- **Exercise details**
Reproduce verbatim the lines of the listing below, starting at the line that contains "mouth it can find." and ending at the line that contains "[333,52,369,78]", including both of those lines.

- **Given data**
● ● ● ●
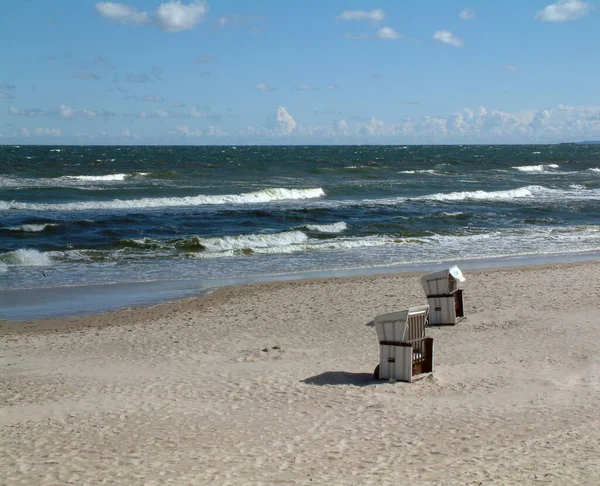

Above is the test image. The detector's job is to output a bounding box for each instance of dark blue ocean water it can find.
[0,144,600,318]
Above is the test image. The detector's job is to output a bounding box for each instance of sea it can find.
[0,144,600,320]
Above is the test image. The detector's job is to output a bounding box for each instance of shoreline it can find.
[0,261,600,486]
[0,260,600,336]
[0,251,600,326]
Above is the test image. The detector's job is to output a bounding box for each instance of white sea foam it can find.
[0,248,52,267]
[303,221,348,233]
[6,223,58,233]
[398,169,438,175]
[63,174,131,182]
[416,186,600,202]
[513,164,559,174]
[417,186,540,201]
[196,231,308,252]
[0,188,325,211]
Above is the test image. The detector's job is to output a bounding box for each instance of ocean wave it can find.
[513,164,559,174]
[59,172,150,182]
[398,169,439,175]
[2,223,58,233]
[0,248,52,267]
[175,231,308,252]
[0,188,325,211]
[300,221,348,233]
[417,186,540,201]
[416,186,600,202]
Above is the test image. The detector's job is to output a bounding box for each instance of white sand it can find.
[0,263,600,485]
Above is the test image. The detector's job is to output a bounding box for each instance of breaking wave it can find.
[3,223,58,233]
[300,221,348,233]
[416,186,600,202]
[0,248,52,267]
[175,231,308,252]
[513,163,559,174]
[0,188,325,211]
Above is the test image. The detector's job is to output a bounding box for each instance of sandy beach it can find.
[0,262,600,485]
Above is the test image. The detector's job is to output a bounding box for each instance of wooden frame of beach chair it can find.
[373,305,434,383]
[421,266,465,326]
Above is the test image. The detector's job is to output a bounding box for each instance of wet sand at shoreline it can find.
[0,262,600,485]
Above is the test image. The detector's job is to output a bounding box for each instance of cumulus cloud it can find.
[8,106,44,116]
[135,110,183,118]
[96,2,150,25]
[194,54,217,64]
[73,72,100,79]
[256,83,277,91]
[336,8,385,22]
[433,30,464,47]
[57,105,99,120]
[96,0,208,32]
[276,106,297,135]
[535,0,591,22]
[154,1,208,32]
[240,105,600,144]
[296,83,319,91]
[123,73,157,83]
[33,128,60,137]
[171,125,227,137]
[346,32,369,40]
[458,8,477,20]
[376,27,402,40]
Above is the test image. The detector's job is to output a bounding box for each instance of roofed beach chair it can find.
[373,305,433,383]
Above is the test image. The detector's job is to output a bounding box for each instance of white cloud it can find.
[535,0,591,22]
[277,106,297,135]
[345,32,369,40]
[96,2,149,25]
[336,8,385,22]
[58,105,97,120]
[171,125,227,137]
[433,30,464,47]
[8,106,44,116]
[377,27,402,40]
[238,105,600,144]
[34,128,60,137]
[256,83,277,91]
[96,0,208,32]
[154,0,208,32]
[195,106,208,118]
[135,109,183,119]
[458,8,477,20]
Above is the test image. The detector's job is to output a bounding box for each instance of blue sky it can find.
[0,0,600,144]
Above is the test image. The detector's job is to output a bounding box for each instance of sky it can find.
[0,0,600,145]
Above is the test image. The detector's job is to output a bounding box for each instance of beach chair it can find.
[421,266,465,326]
[373,305,433,383]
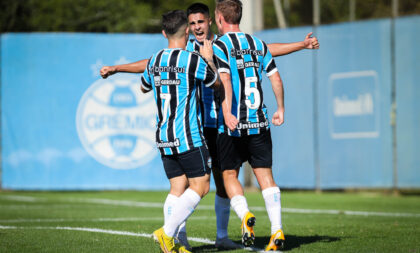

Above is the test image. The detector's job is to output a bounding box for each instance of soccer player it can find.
[141,10,217,253]
[213,0,285,251]
[100,3,319,249]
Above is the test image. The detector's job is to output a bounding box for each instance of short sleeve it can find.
[213,40,230,73]
[141,58,152,91]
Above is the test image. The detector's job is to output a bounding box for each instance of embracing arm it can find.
[269,72,284,126]
[100,59,148,78]
[267,32,319,57]
[200,40,220,89]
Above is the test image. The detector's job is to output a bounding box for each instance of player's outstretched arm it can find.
[267,32,319,57]
[219,73,239,131]
[269,72,284,126]
[100,59,148,79]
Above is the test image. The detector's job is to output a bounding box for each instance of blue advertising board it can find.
[1,34,169,190]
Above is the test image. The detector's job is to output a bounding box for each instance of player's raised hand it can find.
[271,110,284,126]
[200,39,213,61]
[303,32,319,49]
[223,113,239,131]
[99,66,117,79]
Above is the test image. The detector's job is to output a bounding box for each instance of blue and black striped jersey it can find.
[213,32,277,136]
[141,48,217,155]
[186,34,219,128]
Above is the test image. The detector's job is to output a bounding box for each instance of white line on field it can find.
[72,199,420,217]
[0,216,216,223]
[0,225,263,252]
[1,195,420,217]
[0,195,39,202]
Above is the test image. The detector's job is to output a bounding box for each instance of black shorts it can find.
[203,127,220,168]
[217,130,273,171]
[162,146,211,179]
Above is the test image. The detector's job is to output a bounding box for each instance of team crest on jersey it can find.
[76,74,158,169]
[153,76,160,87]
[236,59,244,69]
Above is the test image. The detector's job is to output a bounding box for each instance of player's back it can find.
[142,49,215,155]
[213,32,277,136]
[186,34,218,128]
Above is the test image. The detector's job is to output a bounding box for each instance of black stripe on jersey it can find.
[245,34,265,132]
[185,53,199,147]
[200,56,217,87]
[214,40,230,69]
[167,50,180,154]
[228,33,248,136]
[262,41,276,74]
[141,74,152,91]
[149,50,164,142]
[194,40,200,53]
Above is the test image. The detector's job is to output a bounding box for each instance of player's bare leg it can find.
[223,168,256,246]
[212,166,241,249]
[254,168,285,251]
[167,175,191,250]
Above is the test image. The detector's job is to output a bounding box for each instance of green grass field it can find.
[0,191,420,253]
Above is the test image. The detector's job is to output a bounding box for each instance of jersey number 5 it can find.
[160,93,171,124]
[245,76,261,109]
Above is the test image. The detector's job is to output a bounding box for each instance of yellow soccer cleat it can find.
[241,212,256,247]
[153,227,178,253]
[174,243,192,253]
[265,229,285,251]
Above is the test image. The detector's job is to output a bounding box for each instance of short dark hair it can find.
[162,10,188,36]
[216,0,242,24]
[187,3,210,17]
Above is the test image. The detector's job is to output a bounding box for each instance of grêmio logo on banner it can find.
[76,74,158,169]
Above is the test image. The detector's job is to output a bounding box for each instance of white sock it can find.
[163,194,178,224]
[163,194,186,235]
[262,187,282,234]
[163,188,201,237]
[214,194,230,238]
[176,221,187,236]
[230,195,249,220]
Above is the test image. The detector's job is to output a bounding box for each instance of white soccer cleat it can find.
[215,237,243,250]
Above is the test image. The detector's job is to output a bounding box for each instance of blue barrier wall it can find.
[395,17,420,187]
[1,33,169,189]
[1,16,420,190]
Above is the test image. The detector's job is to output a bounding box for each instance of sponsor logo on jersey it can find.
[236,121,268,130]
[236,59,244,69]
[76,74,158,169]
[156,138,181,148]
[149,66,185,73]
[245,61,260,68]
[153,76,160,87]
[230,48,264,57]
[160,79,181,85]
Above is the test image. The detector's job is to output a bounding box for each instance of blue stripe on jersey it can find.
[141,49,217,155]
[213,32,277,136]
[186,34,218,128]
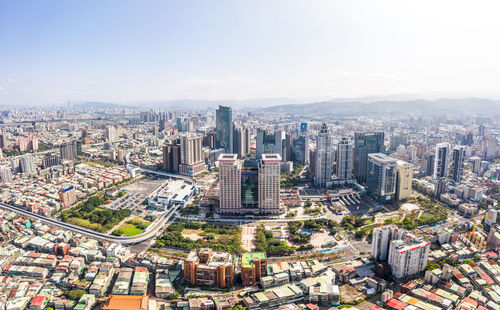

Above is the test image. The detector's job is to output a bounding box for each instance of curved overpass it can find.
[0,203,178,244]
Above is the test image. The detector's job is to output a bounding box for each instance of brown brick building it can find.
[184,248,234,288]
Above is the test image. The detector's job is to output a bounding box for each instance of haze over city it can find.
[0,0,500,310]
[0,1,500,106]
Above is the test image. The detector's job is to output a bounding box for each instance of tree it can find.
[64,290,85,300]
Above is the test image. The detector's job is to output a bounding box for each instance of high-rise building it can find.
[233,125,250,158]
[424,153,435,176]
[19,154,36,174]
[59,186,77,207]
[218,154,242,214]
[42,154,61,169]
[0,165,12,184]
[215,105,233,153]
[372,224,403,262]
[388,233,430,279]
[179,134,206,176]
[366,153,397,202]
[396,160,413,200]
[434,178,447,200]
[434,143,450,179]
[292,135,309,165]
[314,124,333,188]
[353,132,385,184]
[59,141,78,160]
[0,127,7,149]
[450,145,465,183]
[255,128,286,159]
[218,154,281,215]
[259,154,281,215]
[337,138,353,180]
[106,125,116,142]
[163,140,181,174]
[470,156,481,174]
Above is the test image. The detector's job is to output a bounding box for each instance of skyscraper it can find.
[106,125,116,142]
[337,138,353,180]
[0,127,7,149]
[179,134,205,176]
[259,154,281,215]
[256,128,286,159]
[218,154,281,215]
[218,154,242,214]
[215,105,233,153]
[19,154,36,174]
[434,143,450,179]
[396,160,413,200]
[366,153,397,202]
[233,125,250,158]
[59,141,78,160]
[292,135,309,165]
[314,124,333,188]
[163,140,181,174]
[450,145,465,183]
[353,132,385,184]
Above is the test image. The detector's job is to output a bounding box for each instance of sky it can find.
[0,0,500,105]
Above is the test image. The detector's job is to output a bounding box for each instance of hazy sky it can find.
[0,0,500,104]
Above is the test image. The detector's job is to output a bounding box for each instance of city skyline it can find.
[0,1,500,106]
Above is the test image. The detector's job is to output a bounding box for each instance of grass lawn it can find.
[113,217,151,236]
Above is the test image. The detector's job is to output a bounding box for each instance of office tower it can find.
[372,224,403,262]
[314,123,333,188]
[0,165,12,184]
[255,128,286,159]
[158,119,168,132]
[106,126,116,143]
[203,131,217,150]
[484,207,498,227]
[215,105,233,153]
[292,135,309,165]
[450,145,465,183]
[434,178,447,200]
[388,233,430,279]
[0,128,7,149]
[353,132,385,184]
[300,123,307,134]
[423,153,435,176]
[218,154,281,215]
[59,186,77,207]
[366,153,397,202]
[19,154,36,174]
[396,160,413,200]
[259,154,281,215]
[59,142,78,160]
[470,156,481,174]
[478,124,486,137]
[337,138,353,180]
[434,143,450,179]
[233,125,250,158]
[42,154,61,169]
[183,248,235,289]
[163,140,181,174]
[179,134,206,176]
[218,154,242,214]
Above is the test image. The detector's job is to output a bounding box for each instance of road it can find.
[0,167,194,244]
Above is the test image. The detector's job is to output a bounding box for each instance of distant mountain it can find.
[71,101,133,110]
[260,98,500,116]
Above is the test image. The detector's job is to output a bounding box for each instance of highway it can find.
[0,161,195,244]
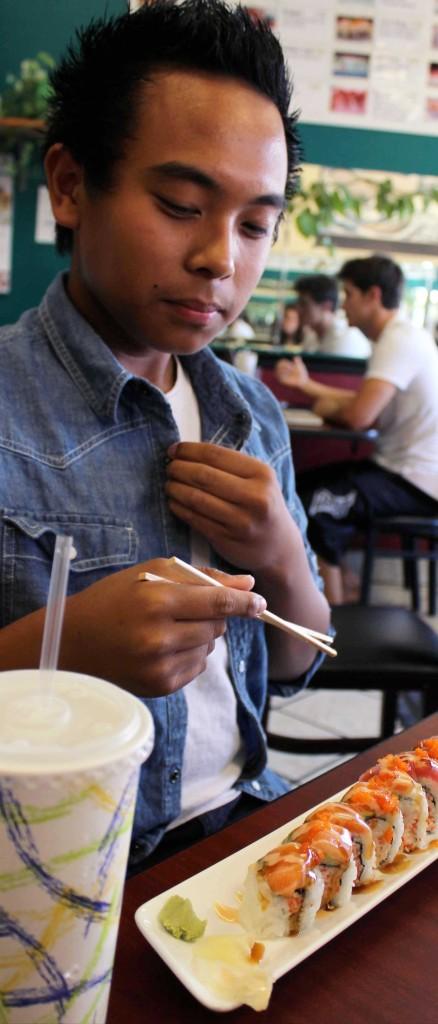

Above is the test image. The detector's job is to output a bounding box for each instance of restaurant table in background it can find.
[283,408,379,473]
[211,338,367,376]
[283,409,379,451]
[106,714,438,1024]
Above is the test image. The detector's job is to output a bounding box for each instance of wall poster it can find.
[242,0,438,135]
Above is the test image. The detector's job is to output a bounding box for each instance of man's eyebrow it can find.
[150,160,286,211]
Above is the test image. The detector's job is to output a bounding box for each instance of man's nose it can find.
[187,223,235,279]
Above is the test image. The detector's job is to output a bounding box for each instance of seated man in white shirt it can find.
[294,273,371,359]
[277,256,438,604]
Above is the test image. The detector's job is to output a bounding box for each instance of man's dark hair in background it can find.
[338,255,404,309]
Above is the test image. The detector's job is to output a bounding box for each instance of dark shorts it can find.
[127,793,265,878]
[297,459,438,565]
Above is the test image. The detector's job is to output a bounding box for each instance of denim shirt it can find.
[0,274,320,854]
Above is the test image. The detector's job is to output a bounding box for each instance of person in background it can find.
[280,256,438,603]
[0,0,330,870]
[274,302,301,345]
[280,273,371,359]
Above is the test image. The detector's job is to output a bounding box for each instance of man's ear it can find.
[44,142,84,230]
[366,285,382,305]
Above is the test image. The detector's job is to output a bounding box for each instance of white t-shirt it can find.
[304,315,371,359]
[165,359,245,828]
[365,310,438,500]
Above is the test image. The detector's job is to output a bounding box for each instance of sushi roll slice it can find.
[419,736,438,761]
[239,843,324,939]
[306,803,376,889]
[342,782,403,867]
[359,764,429,853]
[287,818,356,910]
[379,746,438,843]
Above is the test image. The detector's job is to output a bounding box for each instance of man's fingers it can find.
[139,563,266,622]
[200,565,256,590]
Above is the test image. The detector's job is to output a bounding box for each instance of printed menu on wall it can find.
[244,0,438,135]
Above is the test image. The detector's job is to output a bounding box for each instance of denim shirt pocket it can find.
[0,509,138,626]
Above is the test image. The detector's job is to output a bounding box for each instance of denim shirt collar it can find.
[38,273,253,447]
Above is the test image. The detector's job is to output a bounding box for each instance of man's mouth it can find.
[166,298,223,327]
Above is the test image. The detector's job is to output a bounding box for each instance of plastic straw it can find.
[40,535,73,694]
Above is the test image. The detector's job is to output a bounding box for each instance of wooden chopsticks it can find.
[138,556,338,657]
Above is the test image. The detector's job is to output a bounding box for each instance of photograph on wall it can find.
[336,17,375,43]
[331,89,367,115]
[333,52,369,78]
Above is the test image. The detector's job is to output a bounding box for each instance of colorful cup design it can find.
[0,674,154,1024]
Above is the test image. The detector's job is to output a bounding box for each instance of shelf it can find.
[0,118,45,137]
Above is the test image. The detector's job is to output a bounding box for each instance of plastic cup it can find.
[0,670,154,1024]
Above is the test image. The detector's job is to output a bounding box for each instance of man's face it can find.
[69,71,287,354]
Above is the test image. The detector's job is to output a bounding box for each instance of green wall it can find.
[0,0,126,324]
[0,0,438,324]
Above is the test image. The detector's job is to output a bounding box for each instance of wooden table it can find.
[284,410,379,449]
[106,714,438,1024]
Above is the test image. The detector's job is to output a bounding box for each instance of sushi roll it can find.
[379,746,438,843]
[239,843,324,939]
[306,803,376,889]
[342,782,403,867]
[419,736,438,761]
[287,818,356,910]
[359,764,428,853]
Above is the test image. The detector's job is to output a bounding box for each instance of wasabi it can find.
[159,896,207,942]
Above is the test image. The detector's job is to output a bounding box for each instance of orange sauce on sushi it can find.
[213,903,238,925]
[379,851,411,874]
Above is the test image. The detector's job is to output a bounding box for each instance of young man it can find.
[276,256,438,603]
[0,0,329,865]
[277,273,371,358]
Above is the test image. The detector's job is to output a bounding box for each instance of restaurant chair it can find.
[264,604,438,754]
[360,516,438,615]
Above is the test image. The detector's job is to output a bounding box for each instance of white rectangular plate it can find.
[282,409,324,427]
[135,790,438,1012]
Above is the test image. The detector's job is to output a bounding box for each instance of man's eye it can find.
[157,196,199,217]
[243,220,270,239]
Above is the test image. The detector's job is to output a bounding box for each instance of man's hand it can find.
[275,355,310,392]
[166,443,329,679]
[56,558,266,697]
[166,443,296,573]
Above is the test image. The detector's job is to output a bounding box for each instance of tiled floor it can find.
[268,560,438,785]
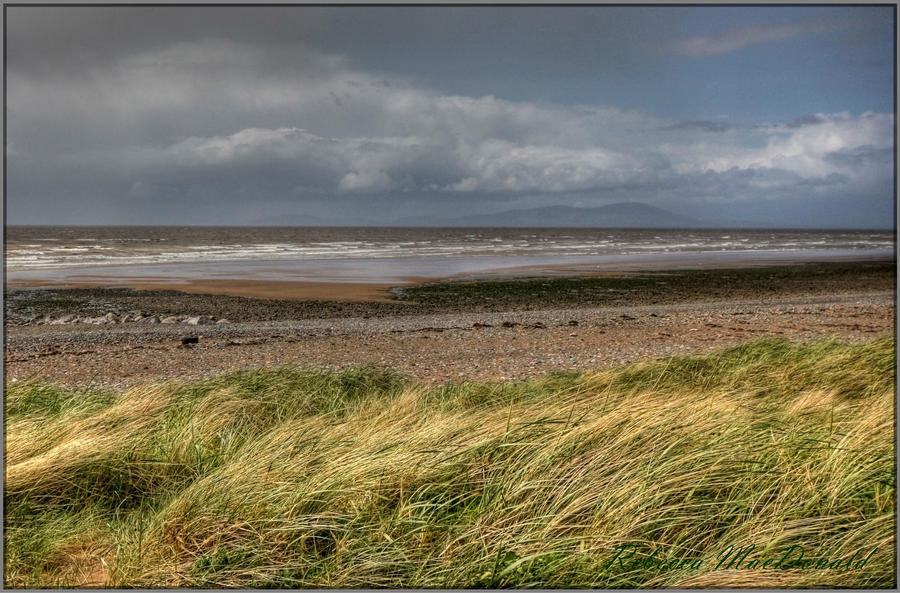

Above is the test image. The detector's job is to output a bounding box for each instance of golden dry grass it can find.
[5,338,896,588]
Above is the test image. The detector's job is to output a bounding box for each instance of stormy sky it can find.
[6,6,894,228]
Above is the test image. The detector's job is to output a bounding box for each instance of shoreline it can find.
[5,250,896,302]
[4,262,896,389]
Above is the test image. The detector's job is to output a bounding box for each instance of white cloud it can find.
[9,38,893,204]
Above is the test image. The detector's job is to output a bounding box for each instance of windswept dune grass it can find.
[4,338,896,588]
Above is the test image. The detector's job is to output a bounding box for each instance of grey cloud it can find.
[660,120,734,133]
[7,7,893,223]
[672,19,842,58]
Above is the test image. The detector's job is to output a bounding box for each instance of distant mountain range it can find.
[395,202,710,228]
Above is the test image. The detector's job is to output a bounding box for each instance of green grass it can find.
[4,338,896,588]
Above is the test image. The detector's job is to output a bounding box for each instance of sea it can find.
[5,226,895,284]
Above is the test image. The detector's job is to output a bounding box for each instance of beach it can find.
[4,261,896,388]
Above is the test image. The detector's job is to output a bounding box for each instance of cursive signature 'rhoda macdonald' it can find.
[605,544,878,571]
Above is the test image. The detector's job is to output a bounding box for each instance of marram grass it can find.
[4,338,896,588]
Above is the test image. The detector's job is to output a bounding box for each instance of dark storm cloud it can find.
[7,7,893,223]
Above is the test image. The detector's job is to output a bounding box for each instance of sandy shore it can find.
[4,264,896,388]
[10,277,404,303]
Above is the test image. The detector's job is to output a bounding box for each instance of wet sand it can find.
[6,249,894,302]
[9,277,404,303]
[4,262,896,389]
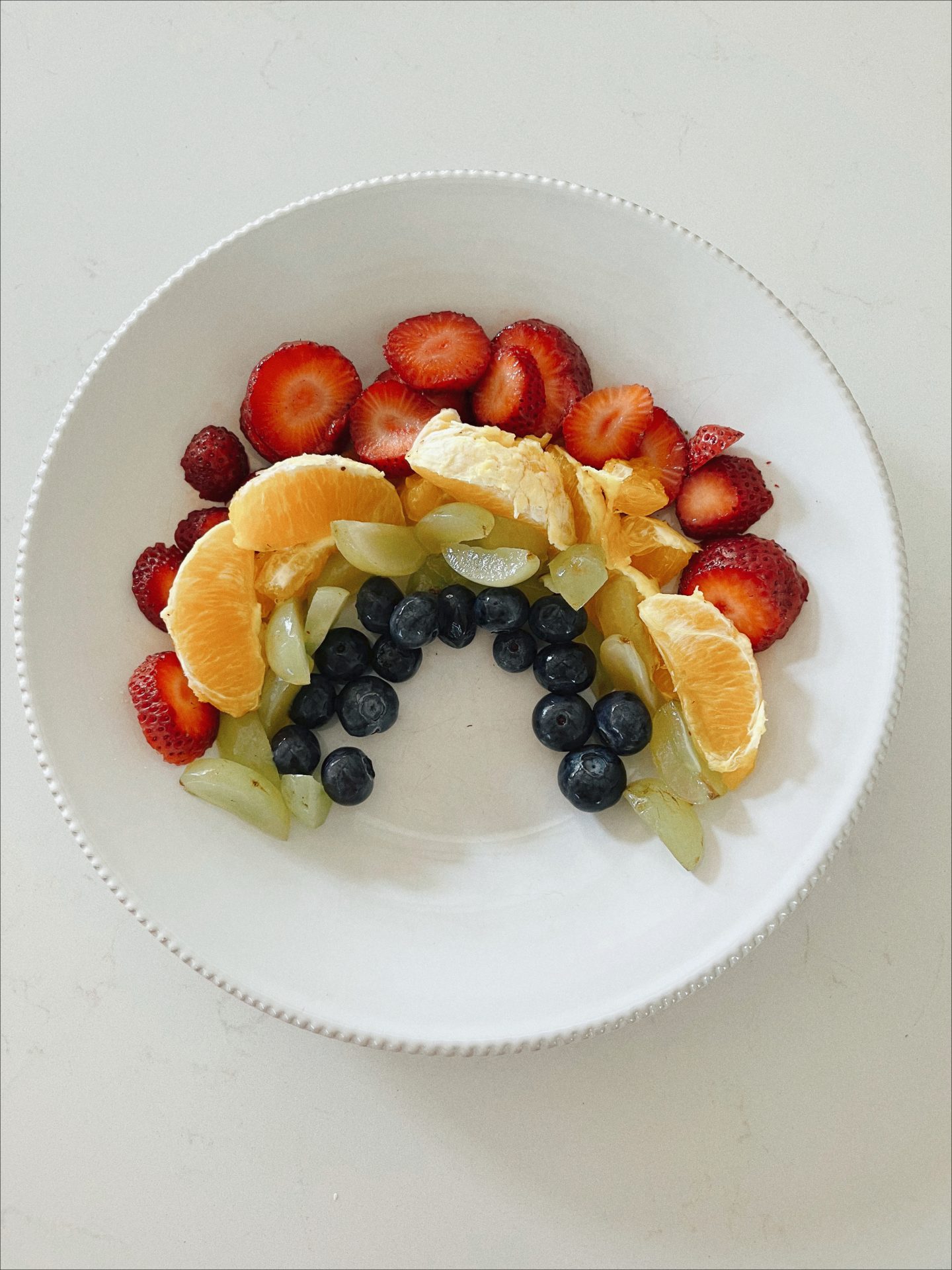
● ● ● ●
- **Expected answer**
Above is the test image. The detector's job is to output a bounding box for each instance of man's mouth it can find.
[166,298,223,327]
Above is the test image. The detector's job is to output a bounding box for each instance of plastic straw it can find.
[40,535,73,694]
Above is the test image. The detector's job is to output a bounding box for each instance of wooden chopsticks it can find.
[138,556,338,657]
Above is the test image. The detector's job is to output a bounding box for each instance of photograph on wall it can find.
[336,17,375,43]
[331,89,367,115]
[333,52,369,78]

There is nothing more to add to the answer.